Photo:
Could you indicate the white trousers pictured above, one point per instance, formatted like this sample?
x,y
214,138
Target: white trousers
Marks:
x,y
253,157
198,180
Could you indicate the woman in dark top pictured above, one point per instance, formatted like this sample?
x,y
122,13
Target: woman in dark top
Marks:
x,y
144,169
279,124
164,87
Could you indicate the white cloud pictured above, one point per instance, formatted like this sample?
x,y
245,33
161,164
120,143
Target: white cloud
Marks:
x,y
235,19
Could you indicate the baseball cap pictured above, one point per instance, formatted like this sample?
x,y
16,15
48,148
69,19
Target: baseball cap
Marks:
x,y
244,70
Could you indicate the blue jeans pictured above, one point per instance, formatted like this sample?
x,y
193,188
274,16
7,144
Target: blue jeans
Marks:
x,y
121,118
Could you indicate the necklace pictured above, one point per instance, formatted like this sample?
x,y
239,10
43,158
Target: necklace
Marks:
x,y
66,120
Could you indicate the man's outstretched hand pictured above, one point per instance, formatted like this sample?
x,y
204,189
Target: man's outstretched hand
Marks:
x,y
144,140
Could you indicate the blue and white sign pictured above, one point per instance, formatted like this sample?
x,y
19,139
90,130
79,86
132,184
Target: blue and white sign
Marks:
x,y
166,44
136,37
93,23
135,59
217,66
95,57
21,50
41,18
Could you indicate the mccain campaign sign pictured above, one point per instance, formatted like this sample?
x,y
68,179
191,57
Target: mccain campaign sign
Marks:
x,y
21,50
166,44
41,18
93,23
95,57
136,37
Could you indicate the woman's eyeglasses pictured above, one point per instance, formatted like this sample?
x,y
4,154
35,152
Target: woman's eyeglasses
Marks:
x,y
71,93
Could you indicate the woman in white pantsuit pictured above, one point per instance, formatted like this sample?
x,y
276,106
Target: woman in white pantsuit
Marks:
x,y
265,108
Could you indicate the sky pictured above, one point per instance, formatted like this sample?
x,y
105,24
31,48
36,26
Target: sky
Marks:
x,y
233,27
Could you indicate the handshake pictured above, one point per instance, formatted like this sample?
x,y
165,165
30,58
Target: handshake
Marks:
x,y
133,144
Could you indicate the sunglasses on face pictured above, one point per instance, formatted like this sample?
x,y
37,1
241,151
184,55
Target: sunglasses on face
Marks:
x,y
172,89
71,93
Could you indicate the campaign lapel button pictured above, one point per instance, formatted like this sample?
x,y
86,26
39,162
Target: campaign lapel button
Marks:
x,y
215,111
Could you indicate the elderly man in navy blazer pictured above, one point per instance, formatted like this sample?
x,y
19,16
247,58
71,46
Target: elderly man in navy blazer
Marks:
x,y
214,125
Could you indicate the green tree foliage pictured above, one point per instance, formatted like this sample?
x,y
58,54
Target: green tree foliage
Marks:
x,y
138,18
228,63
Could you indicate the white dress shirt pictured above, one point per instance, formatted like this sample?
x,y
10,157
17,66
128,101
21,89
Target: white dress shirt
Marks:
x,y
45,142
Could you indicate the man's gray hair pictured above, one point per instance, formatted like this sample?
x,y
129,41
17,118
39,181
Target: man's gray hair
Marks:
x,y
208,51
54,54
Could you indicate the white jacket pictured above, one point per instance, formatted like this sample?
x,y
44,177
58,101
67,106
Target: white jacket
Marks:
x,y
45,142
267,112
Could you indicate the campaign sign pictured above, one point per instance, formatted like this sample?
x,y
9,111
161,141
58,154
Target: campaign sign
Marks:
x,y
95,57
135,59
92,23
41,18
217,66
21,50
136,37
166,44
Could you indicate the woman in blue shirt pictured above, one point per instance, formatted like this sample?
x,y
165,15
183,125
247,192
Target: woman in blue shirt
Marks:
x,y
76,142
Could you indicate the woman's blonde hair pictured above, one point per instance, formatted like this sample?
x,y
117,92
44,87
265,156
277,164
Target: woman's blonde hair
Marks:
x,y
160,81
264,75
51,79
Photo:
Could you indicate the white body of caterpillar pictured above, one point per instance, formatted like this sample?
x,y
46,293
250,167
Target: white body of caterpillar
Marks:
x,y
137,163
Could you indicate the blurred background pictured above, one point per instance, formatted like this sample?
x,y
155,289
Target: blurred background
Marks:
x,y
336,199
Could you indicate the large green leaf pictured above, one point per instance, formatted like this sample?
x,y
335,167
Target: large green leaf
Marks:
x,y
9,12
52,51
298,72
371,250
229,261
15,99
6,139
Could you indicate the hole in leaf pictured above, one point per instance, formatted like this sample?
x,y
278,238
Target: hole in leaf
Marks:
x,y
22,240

__Task prompt__.
Copy every line of the material from the line containing "Could you indicate the hole" through the end of the material, both ends included, and add 102 to each coordinate in the marked answers while leaving all other numbers unchanged.

__Expected output__.
Could you indicate the hole in leaf pictured above, one point per instance, formatted like this sample?
x,y
278,238
Target: hole in leaf
Marks:
x,y
124,342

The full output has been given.